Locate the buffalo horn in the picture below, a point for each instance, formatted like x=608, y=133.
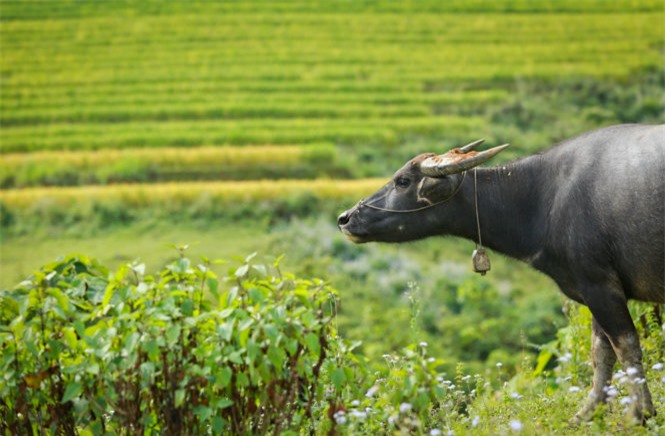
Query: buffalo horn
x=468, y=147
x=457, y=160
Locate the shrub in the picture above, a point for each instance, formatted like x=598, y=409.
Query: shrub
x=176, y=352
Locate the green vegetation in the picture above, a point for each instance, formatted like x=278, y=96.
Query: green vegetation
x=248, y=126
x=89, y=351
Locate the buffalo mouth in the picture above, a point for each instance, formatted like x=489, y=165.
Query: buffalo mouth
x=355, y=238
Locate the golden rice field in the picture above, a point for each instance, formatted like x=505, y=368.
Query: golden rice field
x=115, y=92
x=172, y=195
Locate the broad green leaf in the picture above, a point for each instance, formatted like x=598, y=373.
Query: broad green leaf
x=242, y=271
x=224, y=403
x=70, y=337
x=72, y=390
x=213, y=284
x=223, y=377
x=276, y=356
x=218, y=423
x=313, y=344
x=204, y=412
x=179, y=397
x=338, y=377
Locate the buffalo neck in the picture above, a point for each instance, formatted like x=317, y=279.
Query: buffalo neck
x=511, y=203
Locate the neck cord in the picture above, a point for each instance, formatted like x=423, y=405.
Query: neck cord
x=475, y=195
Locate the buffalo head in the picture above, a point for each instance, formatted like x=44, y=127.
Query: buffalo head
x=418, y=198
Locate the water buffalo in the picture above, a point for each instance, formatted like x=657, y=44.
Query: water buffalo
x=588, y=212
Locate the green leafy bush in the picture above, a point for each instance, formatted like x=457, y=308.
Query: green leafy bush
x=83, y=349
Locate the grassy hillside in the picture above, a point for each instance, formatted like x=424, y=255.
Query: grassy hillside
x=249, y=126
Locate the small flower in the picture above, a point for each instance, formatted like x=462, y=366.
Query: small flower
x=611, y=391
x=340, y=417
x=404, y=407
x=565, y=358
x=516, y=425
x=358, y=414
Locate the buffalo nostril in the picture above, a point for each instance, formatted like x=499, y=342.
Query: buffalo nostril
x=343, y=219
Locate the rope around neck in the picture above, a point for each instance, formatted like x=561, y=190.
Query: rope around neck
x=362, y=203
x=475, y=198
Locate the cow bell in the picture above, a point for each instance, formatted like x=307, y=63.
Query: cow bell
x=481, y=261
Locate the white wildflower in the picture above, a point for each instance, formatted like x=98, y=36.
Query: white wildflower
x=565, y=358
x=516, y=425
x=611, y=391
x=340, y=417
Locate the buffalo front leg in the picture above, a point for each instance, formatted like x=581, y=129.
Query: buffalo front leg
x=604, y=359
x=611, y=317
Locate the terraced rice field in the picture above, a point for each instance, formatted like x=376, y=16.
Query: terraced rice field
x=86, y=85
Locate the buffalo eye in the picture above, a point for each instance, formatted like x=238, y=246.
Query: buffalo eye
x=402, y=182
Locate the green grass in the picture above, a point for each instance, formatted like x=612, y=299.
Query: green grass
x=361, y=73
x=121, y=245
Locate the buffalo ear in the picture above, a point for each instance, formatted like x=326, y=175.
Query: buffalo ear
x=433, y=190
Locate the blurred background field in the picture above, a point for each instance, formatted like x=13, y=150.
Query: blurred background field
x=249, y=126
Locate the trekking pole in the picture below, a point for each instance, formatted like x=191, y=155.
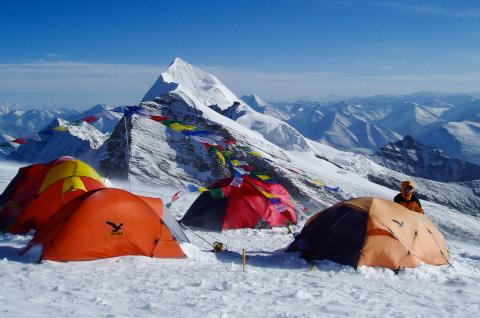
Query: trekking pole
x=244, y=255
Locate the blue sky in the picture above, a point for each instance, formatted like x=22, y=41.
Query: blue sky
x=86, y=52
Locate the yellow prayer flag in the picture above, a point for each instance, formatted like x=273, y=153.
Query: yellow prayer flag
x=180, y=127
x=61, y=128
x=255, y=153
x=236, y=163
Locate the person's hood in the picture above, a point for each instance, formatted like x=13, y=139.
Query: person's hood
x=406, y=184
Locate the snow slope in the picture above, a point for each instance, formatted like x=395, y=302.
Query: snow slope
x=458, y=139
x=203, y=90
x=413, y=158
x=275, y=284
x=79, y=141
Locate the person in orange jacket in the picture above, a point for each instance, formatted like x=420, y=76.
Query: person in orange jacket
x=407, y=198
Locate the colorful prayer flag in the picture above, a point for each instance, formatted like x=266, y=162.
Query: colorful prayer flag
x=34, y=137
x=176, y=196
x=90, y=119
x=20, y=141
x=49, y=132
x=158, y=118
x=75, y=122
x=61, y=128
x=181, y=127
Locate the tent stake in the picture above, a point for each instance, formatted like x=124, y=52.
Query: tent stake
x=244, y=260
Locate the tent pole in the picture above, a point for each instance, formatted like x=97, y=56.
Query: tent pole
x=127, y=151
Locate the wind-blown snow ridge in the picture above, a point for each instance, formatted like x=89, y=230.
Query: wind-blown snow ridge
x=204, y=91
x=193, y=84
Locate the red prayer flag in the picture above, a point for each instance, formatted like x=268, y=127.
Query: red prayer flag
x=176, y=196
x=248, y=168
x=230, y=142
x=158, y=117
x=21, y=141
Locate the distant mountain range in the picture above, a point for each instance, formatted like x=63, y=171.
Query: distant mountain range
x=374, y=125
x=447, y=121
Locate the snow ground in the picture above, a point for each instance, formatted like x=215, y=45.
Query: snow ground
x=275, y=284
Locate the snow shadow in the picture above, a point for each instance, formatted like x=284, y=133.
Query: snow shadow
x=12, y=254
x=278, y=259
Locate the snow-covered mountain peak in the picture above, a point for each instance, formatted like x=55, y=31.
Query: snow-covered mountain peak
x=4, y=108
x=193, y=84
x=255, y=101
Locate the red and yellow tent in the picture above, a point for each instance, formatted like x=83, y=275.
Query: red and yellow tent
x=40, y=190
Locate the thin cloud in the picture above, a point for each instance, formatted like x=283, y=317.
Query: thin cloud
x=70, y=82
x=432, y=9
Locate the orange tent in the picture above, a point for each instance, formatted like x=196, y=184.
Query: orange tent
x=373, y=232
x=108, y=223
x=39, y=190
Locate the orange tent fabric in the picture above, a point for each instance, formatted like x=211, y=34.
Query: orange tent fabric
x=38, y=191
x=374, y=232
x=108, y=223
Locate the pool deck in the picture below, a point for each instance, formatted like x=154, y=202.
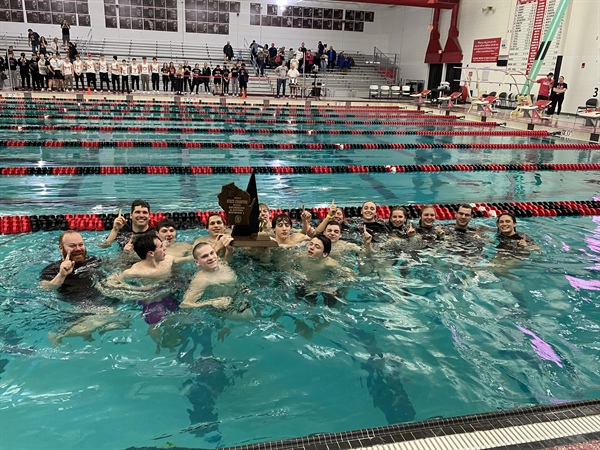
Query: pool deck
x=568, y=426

--

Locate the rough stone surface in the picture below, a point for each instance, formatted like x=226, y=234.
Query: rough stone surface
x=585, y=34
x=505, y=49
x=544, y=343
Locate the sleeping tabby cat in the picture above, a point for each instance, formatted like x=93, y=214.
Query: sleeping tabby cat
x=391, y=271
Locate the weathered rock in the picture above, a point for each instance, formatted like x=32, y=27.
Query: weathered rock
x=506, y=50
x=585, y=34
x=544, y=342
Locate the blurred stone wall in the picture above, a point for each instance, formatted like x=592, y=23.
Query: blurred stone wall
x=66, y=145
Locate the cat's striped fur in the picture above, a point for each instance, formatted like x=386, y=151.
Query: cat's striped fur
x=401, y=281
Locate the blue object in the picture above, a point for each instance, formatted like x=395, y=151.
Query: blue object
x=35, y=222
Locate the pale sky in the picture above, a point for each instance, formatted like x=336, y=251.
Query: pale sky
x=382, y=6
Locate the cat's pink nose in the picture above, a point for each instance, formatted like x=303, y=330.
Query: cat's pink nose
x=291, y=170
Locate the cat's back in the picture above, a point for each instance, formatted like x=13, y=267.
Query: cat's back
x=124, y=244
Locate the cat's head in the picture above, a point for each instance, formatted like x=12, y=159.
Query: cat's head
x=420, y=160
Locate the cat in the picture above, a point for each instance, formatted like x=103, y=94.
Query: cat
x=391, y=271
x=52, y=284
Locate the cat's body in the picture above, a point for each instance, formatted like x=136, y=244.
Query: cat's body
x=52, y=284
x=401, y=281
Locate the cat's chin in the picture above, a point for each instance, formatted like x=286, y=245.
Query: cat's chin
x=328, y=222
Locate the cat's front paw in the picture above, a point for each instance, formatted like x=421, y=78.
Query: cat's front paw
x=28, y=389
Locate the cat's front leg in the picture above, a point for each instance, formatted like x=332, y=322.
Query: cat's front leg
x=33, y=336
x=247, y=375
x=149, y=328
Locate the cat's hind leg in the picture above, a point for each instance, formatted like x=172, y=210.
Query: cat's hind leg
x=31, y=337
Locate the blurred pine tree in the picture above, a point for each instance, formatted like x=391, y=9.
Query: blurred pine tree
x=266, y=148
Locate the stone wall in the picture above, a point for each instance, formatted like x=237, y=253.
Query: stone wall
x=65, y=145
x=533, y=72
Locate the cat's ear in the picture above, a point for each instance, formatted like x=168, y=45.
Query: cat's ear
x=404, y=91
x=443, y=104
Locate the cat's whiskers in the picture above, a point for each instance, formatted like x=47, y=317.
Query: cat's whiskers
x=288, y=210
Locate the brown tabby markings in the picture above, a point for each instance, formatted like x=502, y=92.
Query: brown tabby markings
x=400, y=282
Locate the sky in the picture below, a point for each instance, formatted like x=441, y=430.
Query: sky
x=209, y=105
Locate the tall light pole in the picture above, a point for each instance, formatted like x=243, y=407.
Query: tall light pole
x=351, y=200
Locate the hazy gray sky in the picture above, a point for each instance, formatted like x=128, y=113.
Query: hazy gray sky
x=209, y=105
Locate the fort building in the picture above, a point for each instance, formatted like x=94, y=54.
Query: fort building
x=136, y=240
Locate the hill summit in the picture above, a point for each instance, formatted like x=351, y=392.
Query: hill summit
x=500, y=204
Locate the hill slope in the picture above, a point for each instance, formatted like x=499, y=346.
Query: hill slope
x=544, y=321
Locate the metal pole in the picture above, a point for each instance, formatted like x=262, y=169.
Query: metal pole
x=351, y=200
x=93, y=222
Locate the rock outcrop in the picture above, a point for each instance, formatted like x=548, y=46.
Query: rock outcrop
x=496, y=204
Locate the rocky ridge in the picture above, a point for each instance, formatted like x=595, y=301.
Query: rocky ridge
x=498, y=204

### Exercise aim
Beginning at the line that has "Locate the buffalo horn" and ending at the line that has "Locate the green vegetation", restate the listing above word for word, pictures left out.

### Result for this exercise
Locate the buffalo horn in the picture below, a point for each instance, formatted like x=608, y=133.
Query: buffalo horn
x=468, y=147
x=457, y=160
Locate the shrub in the picture above, a point for each instance, formatted like x=598, y=409.
Query: shrub
x=176, y=352
Locate the green vegetation in the picture above, a point for each instance, formatted like x=278, y=96.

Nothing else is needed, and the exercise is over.